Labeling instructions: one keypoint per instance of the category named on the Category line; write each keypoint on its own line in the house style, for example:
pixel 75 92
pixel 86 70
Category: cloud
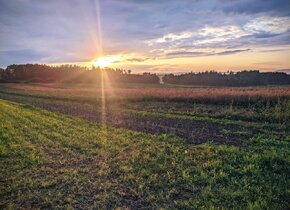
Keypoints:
pixel 271 25
pixel 272 7
pixel 207 53
pixel 230 52
pixel 70 30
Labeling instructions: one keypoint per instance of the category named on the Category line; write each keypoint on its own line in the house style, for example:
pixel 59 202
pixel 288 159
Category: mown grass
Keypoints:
pixel 50 160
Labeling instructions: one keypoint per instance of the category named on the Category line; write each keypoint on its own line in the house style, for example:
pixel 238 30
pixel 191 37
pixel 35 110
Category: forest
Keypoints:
pixel 70 74
pixel 242 78
pixel 79 74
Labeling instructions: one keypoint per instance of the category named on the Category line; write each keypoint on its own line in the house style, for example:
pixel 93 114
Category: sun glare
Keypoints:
pixel 105 61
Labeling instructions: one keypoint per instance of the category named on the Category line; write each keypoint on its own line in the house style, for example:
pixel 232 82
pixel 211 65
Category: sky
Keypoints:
pixel 159 36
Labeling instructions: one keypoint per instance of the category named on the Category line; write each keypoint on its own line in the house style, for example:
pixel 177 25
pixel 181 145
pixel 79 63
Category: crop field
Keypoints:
pixel 144 147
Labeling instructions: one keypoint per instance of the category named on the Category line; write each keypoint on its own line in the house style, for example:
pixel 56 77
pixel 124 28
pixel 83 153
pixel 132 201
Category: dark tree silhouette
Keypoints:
pixel 70 74
pixel 243 78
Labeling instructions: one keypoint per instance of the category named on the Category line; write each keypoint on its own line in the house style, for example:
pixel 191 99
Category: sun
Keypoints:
pixel 105 61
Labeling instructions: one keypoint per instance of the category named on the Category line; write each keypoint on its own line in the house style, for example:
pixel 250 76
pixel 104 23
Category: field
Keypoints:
pixel 144 147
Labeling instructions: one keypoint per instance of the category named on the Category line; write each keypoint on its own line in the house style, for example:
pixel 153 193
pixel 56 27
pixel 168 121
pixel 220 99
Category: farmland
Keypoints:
pixel 144 146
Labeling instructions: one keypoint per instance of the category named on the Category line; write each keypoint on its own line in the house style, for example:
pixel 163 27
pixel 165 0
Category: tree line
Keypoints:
pixel 242 78
pixel 70 74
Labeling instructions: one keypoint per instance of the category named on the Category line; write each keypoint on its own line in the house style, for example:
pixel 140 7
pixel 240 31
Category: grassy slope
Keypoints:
pixel 51 160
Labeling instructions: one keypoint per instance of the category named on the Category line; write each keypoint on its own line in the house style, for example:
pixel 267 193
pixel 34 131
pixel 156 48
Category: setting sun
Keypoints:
pixel 105 61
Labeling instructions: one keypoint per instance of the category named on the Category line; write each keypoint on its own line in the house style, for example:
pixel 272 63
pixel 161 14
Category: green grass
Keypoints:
pixel 50 160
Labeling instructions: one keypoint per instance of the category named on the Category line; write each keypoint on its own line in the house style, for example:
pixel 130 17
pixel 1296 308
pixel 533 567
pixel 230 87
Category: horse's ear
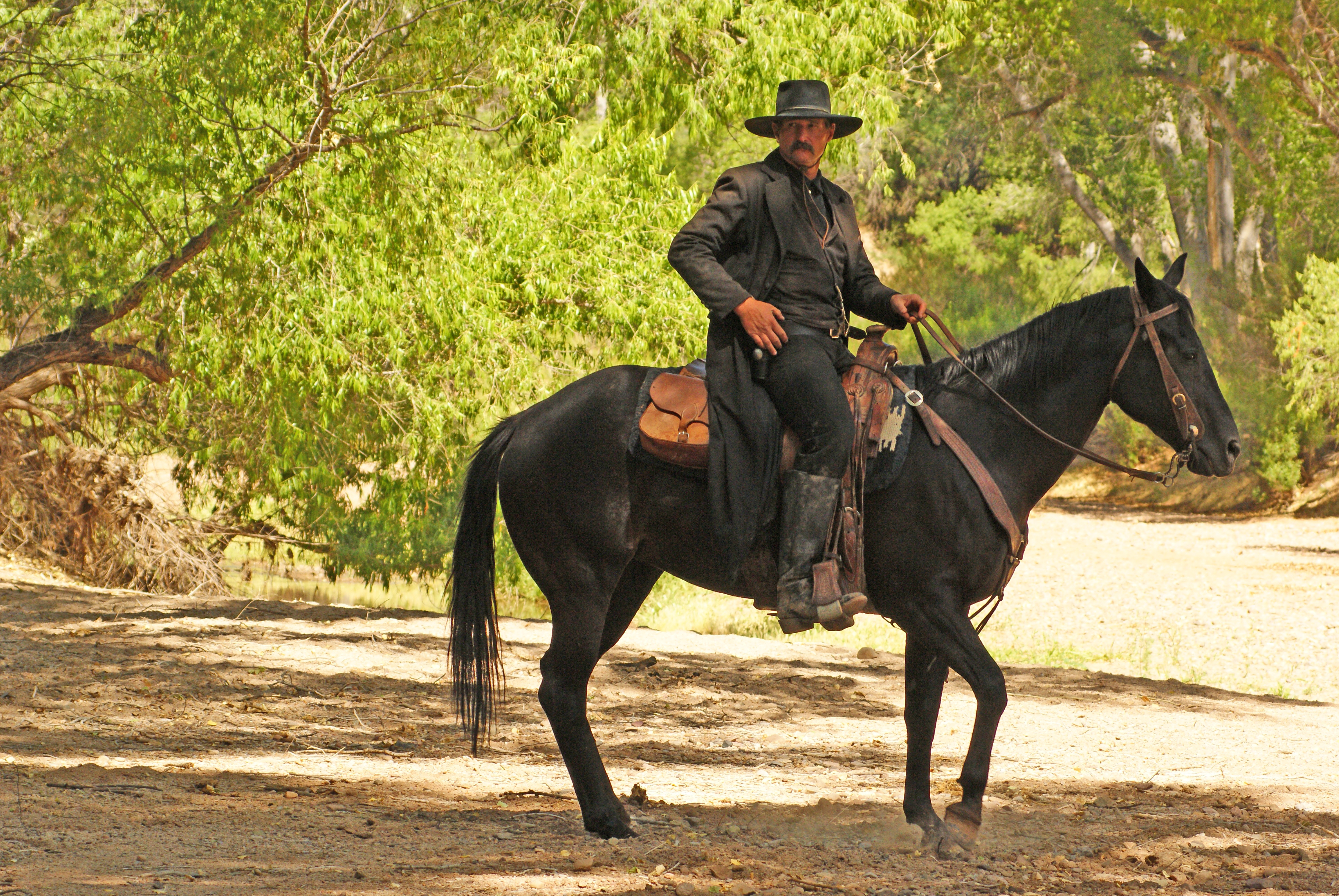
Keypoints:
pixel 1145 282
pixel 1175 272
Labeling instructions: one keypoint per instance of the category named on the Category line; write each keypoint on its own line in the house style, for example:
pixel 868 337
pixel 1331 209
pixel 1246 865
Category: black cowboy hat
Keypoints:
pixel 803 100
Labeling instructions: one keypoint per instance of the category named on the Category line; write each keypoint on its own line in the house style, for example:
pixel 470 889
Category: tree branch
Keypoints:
pixel 1062 167
pixel 1275 58
pixel 1219 110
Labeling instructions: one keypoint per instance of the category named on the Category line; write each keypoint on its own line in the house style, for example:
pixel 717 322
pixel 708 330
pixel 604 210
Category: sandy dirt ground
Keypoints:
pixel 173 745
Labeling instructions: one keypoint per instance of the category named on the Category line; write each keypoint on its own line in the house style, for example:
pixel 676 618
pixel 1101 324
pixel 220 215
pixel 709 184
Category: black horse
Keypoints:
pixel 596 528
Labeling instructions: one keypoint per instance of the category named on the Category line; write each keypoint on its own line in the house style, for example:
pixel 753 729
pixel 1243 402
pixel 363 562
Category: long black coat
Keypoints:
pixel 732 250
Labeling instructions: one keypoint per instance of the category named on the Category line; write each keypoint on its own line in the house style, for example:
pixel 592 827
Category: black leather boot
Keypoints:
pixel 808 504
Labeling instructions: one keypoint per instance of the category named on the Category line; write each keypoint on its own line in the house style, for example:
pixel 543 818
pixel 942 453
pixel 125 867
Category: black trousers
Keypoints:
pixel 804 381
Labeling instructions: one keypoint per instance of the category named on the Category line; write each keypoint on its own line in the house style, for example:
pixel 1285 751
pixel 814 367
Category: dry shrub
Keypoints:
pixel 87 512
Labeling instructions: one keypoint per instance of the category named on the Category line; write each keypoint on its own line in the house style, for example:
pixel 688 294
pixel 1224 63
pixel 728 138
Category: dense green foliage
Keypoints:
pixel 476 203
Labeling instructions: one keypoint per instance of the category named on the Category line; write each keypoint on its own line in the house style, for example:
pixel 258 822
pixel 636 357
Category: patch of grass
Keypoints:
pixel 677 606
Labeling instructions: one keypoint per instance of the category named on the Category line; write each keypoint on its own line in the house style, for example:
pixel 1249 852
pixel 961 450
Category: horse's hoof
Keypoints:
pixel 614 828
pixel 962 825
pixel 839 625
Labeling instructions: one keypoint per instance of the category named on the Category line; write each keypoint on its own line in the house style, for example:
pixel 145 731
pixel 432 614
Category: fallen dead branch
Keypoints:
pixel 87 512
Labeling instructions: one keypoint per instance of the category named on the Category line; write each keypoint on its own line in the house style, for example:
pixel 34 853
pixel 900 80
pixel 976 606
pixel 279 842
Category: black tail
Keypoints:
pixel 476 663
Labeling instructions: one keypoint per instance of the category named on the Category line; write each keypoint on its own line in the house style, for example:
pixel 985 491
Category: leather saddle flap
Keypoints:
pixel 674 427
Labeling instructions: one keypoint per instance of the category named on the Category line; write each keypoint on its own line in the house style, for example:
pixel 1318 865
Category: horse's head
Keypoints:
pixel 1141 392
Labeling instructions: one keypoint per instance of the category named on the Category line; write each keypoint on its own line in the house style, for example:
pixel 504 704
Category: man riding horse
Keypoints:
pixel 776 256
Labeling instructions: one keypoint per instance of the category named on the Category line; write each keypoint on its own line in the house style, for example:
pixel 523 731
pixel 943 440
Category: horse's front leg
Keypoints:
pixel 924 678
pixel 942 634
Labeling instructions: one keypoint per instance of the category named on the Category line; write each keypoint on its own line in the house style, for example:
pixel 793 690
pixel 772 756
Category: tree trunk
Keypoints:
pixel 1165 141
pixel 1062 168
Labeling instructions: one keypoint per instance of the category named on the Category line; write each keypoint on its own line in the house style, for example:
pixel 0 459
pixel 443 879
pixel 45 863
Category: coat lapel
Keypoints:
pixel 781 207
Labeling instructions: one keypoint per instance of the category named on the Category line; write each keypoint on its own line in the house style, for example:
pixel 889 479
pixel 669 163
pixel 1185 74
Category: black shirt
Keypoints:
pixel 808 286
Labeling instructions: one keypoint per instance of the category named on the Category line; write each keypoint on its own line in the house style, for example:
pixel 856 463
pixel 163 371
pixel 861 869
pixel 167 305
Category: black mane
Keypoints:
pixel 1040 350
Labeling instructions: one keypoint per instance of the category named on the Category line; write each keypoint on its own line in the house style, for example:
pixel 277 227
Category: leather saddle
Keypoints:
pixel 675 428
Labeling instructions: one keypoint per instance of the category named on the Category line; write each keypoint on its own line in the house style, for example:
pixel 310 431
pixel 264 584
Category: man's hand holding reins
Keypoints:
pixel 910 306
pixel 763 323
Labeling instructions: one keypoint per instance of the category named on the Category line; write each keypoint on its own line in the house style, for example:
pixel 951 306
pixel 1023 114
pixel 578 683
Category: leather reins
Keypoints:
pixel 1187 417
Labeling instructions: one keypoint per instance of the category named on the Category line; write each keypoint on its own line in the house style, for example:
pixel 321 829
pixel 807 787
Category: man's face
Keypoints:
pixel 804 140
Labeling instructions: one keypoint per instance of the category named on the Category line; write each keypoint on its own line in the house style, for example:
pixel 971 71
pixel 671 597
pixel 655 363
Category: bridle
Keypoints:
pixel 1187 417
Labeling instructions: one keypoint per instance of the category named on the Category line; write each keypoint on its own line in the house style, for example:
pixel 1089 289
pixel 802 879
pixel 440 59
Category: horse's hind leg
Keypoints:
pixel 583 613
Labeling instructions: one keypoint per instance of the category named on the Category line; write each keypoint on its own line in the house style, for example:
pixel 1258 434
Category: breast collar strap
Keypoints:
pixel 1187 417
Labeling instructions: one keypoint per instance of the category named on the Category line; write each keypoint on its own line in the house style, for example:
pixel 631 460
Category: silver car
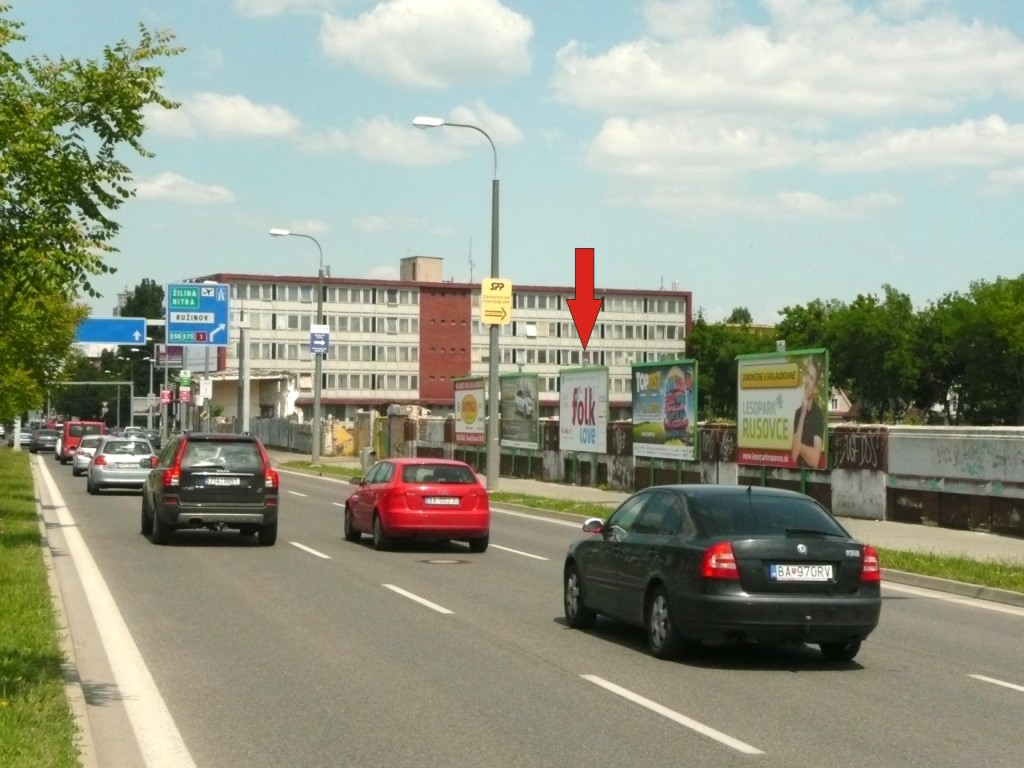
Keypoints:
pixel 83 454
pixel 121 463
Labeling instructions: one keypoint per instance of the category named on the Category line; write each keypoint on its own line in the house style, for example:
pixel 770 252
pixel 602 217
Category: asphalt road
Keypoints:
pixel 216 652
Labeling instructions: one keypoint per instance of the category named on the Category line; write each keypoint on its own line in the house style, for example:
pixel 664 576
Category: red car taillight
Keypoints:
pixel 719 562
pixel 870 568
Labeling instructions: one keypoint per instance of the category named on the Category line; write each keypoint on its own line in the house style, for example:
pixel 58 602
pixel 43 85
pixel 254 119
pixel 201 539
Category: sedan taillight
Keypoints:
pixel 870 568
pixel 719 562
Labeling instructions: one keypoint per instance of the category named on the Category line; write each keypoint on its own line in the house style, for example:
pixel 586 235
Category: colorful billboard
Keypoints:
pixel 470 412
pixel 583 410
pixel 519 411
pixel 781 410
pixel 665 397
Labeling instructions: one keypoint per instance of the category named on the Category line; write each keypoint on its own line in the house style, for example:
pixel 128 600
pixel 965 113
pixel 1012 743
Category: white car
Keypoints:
pixel 523 402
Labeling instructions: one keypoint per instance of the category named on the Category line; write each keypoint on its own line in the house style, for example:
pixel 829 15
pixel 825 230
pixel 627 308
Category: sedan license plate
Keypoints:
pixel 442 501
pixel 800 572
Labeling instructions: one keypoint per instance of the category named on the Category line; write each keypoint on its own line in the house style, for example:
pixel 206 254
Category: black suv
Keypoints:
pixel 215 481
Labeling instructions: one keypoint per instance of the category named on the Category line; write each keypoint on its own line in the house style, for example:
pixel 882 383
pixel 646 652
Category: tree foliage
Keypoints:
pixel 62 123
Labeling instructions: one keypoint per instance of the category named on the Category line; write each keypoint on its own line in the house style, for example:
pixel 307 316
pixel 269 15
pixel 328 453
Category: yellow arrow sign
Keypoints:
pixel 496 301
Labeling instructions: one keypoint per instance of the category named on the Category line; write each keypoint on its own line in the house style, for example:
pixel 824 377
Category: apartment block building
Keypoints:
pixel 404 341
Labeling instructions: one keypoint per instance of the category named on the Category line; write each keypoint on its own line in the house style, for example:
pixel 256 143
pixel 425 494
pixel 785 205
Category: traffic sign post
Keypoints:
pixel 198 313
pixel 111 331
pixel 496 301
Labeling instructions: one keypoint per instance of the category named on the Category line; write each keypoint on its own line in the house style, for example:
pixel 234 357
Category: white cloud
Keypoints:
pixel 821 57
pixel 222 116
pixel 180 189
pixel 432 43
pixel 970 143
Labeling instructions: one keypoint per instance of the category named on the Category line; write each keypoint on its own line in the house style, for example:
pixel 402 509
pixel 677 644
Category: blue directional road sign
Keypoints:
pixel 320 339
pixel 197 313
pixel 111 331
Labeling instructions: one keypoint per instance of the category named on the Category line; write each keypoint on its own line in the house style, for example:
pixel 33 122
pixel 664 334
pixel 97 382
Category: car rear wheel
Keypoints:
pixel 351 535
pixel 841 651
pixel 663 637
pixel 578 615
pixel 267 535
pixel 381 540
pixel 161 531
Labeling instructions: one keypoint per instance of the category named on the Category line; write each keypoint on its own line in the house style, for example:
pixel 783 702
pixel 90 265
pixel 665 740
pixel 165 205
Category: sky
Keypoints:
pixel 760 154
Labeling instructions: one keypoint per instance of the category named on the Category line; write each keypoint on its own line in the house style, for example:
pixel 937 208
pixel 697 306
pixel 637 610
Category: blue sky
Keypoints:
pixel 758 154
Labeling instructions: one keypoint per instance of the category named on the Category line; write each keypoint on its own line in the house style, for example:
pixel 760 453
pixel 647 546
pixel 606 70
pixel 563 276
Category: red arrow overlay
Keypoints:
pixel 585 307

Objective
Please copy the rows from their start through the line containing "pixel 70 30", swapping "cloud" for "cumulus" and changing nothing else. Leave the pictures out of your copy.

Reply to the exercise
Labeling instructions: one keypoint per instance of the category named on the Category line; write each keypoint on its own line in the house style, for example:
pixel 75 92
pixel 86 70
Category: cumulus
Keypoints:
pixel 271 25
pixel 272 7
pixel 207 53
pixel 230 52
pixel 70 30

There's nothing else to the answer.